Wahai Pejabat, Jaga Mulut!

Dan pastinya akan sensitif dan sangat disayangkan ketika kata atau pernyataan itu keluar dari mulut seseorang yang terlanjur menjadi figur publik (public figur). Apalagi jika figuritas itu karena sebuah posisi publik, khususnya para pemimpin negeri.

Oleh: Imam Shamsi AliPresiden Nusantara Foundation

SAMBIL menikmati pergerakan kereta api bawah tanah (Subway) di kota New York saya mencoba membaca beberapa highlights (breaking news) baik domestik maupun di dunia global. Pada tataran global, Rusia saat ini secara membabi buta menyerang Ukrain secara masif. India terus melakukan ragam kezholiman kepada Umat Islam. Uighur dan Rohingya masih dalam penderitaan panjang. Kashmir apalagi Palestina menuju masa depan yang nampak semakin kelam.

· · ·

## BUTIR TUGAS 1
Tuliskan persis bagian teks bacaan tentang ucapan pejabat di antara "SAMBIL menikmati pergerakan" dan "nampak semakin kelam.", termasuk kedua batas itu.
## BUTIR TUGAS 2
Ubah paragraf dalam teks bacaan tentang ucapan pejabat yang diawali "SAMBIL menikmati pergerakan kereta api" menjadi daftar singkat yang tetap memuat fakta utamanya.
## BUTIR TUGAS 3
Lanjutkan teks bacaan tentang ucapan pejabat mulai setelah kalimat terakhirnya.

· · ·

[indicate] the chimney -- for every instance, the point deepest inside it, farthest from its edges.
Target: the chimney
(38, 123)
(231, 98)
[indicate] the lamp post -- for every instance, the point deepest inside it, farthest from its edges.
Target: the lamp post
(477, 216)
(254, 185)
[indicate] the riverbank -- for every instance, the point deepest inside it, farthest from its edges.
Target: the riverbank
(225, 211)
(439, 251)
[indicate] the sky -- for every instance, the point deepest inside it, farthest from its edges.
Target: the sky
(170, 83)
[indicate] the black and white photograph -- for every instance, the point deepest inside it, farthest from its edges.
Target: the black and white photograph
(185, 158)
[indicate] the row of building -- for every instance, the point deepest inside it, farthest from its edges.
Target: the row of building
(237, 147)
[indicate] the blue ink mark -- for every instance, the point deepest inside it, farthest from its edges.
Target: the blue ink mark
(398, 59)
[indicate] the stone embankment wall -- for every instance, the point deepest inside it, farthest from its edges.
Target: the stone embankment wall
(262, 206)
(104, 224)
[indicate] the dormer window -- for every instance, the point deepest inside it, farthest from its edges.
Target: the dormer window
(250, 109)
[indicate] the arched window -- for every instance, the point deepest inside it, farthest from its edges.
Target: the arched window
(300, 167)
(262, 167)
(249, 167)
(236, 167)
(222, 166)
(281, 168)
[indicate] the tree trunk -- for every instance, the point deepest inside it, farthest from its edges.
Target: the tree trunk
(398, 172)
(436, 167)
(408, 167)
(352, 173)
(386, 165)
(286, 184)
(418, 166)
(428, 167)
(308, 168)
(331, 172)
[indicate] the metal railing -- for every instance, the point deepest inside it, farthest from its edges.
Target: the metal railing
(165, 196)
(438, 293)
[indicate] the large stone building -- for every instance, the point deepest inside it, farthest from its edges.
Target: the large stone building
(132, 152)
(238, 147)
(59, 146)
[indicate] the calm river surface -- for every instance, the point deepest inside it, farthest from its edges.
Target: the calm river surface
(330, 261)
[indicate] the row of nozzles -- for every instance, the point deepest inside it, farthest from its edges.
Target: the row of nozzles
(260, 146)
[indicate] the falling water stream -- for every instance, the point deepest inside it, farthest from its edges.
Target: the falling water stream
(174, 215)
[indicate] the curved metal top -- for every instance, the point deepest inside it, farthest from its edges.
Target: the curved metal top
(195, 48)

· · ·

## HASIL TUGAS 1
SAMBIL menikmati pergerakan kereta api bawah tanah (Subway) di kota New York saya mencoba membaca beberapa highlights (breaking news) baik domestik maupun di dunia global. Pada tataran global, Rusia saat ini secara membabi buta menyerang Ukrain secara masif. India terus melakukan ragam kezholiman kepada Umat Islam. Uighur dan Rohingya masih dalam penderitaan panjang. Kashmir apalagi Palestina menuju masa depan yang nampak semakin kelam.

## HASIL TUGAS 2
- Penulis membaca sorotan berita domestik dan global sambil naik kereta api bawah tanah di New York.
- Rusia menyerang Ukrain secara membabi buta dan masif.
- India terus melakukan ragam kezaliman terhadap umat Islam.
- Uighur dan Rohingya masih dalam penderitaan panjang.
- Masa depan Kashmir, apalagi Palestina, tampak semakin kelam.

## HASIL TUGAS 3
Dalam negeri tercinta Indonesia juga mengalami berbagai kekisruhan, tidak secara fisik. Tapi secara lisan, tulisan yang melibatkan emosi massa. Terjadi peperangan dahsyat di dunia maya tentang banyak hal. Dari tuduhan membenarkan KDRT oleh seorang penceramah, pengharaman wayang juga oleh seorang da’i dan kounter wayang yang menghina da’i, hingga ke masalah pembesar suara dari masjid-masjid yang ingin diatur oleh Kementrian Agama RI.

Dan semua itu terjadi di saat masyarakat mengalami tingkatan emosio dan sensitifitas yang kritis. Semuanya dipicu juga oleh banyak hal. Dari pandemi yang belum juga berakhir, tergantung “tendensi” (kecenderungan) menempatkannnya (kadang naik, tiba-tiba biasa saja, lalu mendadak naik lagi). Hingga ke berbagai kebijakan publik yang dianggap semena-mana dari para pengambil kebijakan. Dari Mas’udi Omnibus law, UU IKN, hingga ke meningginya harga minyak goreng yang menghilang dari pasar secara mendadak.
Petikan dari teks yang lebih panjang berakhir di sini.